** start of Entries provided **

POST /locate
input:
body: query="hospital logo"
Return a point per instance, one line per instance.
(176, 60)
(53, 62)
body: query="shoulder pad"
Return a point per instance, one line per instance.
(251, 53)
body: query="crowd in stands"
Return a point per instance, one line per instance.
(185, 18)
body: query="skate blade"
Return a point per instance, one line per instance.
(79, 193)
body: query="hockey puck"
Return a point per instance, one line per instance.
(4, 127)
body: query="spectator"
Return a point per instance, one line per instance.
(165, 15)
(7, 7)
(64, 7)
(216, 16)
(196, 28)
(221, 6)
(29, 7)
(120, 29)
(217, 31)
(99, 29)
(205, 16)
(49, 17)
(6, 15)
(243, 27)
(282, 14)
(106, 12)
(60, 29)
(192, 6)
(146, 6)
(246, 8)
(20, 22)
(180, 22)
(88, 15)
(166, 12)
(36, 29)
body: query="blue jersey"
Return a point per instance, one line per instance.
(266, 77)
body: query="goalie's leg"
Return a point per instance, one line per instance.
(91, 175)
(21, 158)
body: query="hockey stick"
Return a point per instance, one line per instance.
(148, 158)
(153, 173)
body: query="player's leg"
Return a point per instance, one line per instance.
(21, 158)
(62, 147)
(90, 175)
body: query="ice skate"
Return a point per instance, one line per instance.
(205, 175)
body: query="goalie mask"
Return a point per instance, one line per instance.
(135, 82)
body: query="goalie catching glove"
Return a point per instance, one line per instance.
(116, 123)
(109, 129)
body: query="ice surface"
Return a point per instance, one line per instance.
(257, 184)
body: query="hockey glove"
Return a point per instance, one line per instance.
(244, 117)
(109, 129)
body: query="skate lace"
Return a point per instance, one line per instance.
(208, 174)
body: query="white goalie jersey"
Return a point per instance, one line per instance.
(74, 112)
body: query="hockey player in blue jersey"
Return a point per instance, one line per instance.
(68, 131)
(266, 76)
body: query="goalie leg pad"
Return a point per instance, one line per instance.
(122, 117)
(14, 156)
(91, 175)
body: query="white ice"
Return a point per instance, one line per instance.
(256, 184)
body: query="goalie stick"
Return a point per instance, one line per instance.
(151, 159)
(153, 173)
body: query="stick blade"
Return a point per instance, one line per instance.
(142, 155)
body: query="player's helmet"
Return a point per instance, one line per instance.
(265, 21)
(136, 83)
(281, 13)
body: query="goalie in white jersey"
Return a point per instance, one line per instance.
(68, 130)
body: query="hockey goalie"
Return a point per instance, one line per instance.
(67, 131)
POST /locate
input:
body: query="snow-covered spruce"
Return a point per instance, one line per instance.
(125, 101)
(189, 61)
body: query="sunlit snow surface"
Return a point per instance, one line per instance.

** end of Entries provided **

Return all of the entries exactly as they were supplied.

POST /locate
input:
body: query="hospital logo"
Return a point per instance, one line per instance.
(176, 60)
(53, 62)
body: query="shoulder pad"
Return a point per instance, one line per instance.
(251, 53)
body: query="crowd in stands"
Return a point per instance, one line per instance.
(185, 18)
body: query="skate blade"
Return a point per instance, one line per instance.
(79, 193)
body: query="hockey puck"
Return a point per instance, one line per instance.
(4, 127)
body: query="spectator"
Return a point per instance, one line per instance.
(165, 15)
(7, 7)
(64, 7)
(216, 16)
(196, 28)
(221, 6)
(29, 7)
(120, 29)
(217, 31)
(99, 29)
(205, 16)
(49, 17)
(6, 15)
(243, 27)
(282, 14)
(106, 12)
(60, 29)
(192, 6)
(146, 6)
(246, 8)
(20, 22)
(180, 22)
(88, 15)
(166, 12)
(36, 29)
body: query="blue jersey"
Return a point per instance, one line per instance.
(266, 77)
body: query="goalie's leg"
Return a point per instance, one line per instance.
(91, 175)
(21, 158)
body: query="hockey stick"
Return a point per instance, one line per instance.
(148, 158)
(153, 173)
body: query="player's leg"
Return a point per instance, one line per instance.
(21, 158)
(62, 147)
(90, 175)
body: query="ice skate"
Return a point per instance, one line per instance.
(205, 175)
body: query="goalie mask"
Return a point per instance, one line per instance.
(135, 82)
body: query="goalie catching glove"
Return a point per instance, one line per instance.
(116, 123)
(109, 129)
body: query="ice surface"
Return a point per instance, one line per instance.
(257, 184)
body: query="hockey glove"
Return a point per instance, one line per instance.
(244, 117)
(109, 129)
body: query="skate lace"
Return a point per instance, one line per instance.
(208, 174)
body: query="white goalie jersey"
Return a point per instance, one line per instance.
(74, 112)
body: query="hockey player in blue jersey"
Return a point per instance, one line per instance.
(68, 131)
(266, 76)
body: query="goalie leg pad"
Return a point per instance, one line per instance.
(122, 117)
(14, 156)
(91, 175)
body: query="white ice"
Return a point per instance, one line per instance.
(256, 184)
body: query="goalie stick"
Return a point per instance, one line per instance.
(151, 159)
(153, 173)
body: query="stick blade"
Return a point per instance, one line per instance.
(142, 155)
body: query="player's helmet"
Return a point per instance, one line per instance.
(265, 21)
(136, 83)
(281, 13)
body: query="goalie in white jersey"
Return a point per instance, one line per instance.
(68, 130)
body: query="hockey goalie"
Return a point per instance, one line per instance.
(67, 131)
POST /locate
input:
body: query="snow-covered spruce"
Return a point per instance, one line per instance.
(125, 101)
(189, 61)
body: query="sunlit snow surface"
Return a point per instance, one line per instance.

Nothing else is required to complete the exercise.